SHORT PROBLEM
Pick out each line in the items below that contains the word "lapel" and copy those lines.

>> begin DATASET EXTRACT

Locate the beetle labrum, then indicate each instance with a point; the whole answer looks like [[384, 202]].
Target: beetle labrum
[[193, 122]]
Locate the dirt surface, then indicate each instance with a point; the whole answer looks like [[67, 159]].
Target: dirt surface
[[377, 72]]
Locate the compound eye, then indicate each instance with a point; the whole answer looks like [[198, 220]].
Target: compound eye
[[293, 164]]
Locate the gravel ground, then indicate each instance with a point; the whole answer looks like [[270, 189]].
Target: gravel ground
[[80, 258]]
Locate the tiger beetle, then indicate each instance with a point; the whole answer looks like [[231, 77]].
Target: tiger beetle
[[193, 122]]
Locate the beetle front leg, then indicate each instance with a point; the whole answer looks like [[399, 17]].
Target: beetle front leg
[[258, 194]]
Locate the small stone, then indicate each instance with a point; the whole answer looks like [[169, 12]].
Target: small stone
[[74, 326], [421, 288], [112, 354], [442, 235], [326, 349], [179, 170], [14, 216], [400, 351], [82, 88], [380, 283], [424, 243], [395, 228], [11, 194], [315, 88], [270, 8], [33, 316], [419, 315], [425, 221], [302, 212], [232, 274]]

>> end DATASET EXTRACT
>> begin DATASET EXTRACT

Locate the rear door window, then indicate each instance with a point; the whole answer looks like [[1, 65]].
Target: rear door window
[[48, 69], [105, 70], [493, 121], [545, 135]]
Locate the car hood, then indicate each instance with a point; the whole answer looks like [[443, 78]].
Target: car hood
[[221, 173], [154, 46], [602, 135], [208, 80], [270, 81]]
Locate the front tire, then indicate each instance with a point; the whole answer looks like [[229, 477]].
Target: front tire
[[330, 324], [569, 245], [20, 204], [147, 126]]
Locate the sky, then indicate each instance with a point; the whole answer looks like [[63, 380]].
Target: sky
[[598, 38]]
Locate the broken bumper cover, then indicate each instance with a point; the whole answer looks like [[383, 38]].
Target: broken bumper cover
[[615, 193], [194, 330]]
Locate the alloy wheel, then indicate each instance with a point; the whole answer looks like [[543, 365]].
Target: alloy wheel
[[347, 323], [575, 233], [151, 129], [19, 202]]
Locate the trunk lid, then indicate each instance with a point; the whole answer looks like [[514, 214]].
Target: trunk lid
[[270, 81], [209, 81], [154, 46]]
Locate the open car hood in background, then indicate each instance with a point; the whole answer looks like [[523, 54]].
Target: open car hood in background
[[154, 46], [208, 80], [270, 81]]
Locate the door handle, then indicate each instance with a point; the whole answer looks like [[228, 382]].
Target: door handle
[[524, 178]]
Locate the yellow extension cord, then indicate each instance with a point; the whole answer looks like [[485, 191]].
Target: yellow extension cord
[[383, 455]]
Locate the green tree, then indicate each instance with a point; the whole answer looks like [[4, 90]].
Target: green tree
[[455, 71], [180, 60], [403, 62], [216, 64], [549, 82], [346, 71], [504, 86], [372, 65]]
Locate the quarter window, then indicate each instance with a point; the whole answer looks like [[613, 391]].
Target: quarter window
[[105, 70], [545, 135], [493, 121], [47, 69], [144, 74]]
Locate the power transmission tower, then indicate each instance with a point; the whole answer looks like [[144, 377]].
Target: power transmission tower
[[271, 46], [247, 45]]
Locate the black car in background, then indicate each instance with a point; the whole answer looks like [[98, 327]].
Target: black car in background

>> end DATASET EXTRACT
>> begin DATASET EXTRACT

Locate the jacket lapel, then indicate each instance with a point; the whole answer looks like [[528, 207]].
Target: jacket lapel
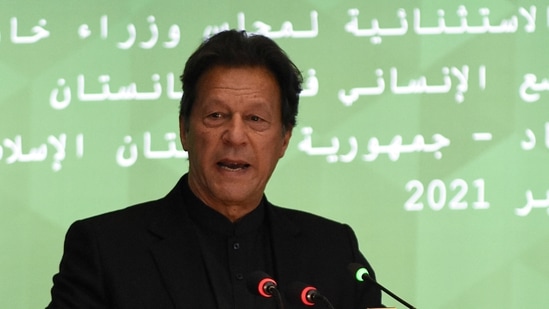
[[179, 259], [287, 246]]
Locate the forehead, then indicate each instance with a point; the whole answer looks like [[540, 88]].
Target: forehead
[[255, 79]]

>> end DATASET EXTRACT

ANSWER TO THIS EXERCISE
Locate the jacket lapel, then indicate each instance with a point; the whole answer looks like [[528, 207]].
Target: jacket lapel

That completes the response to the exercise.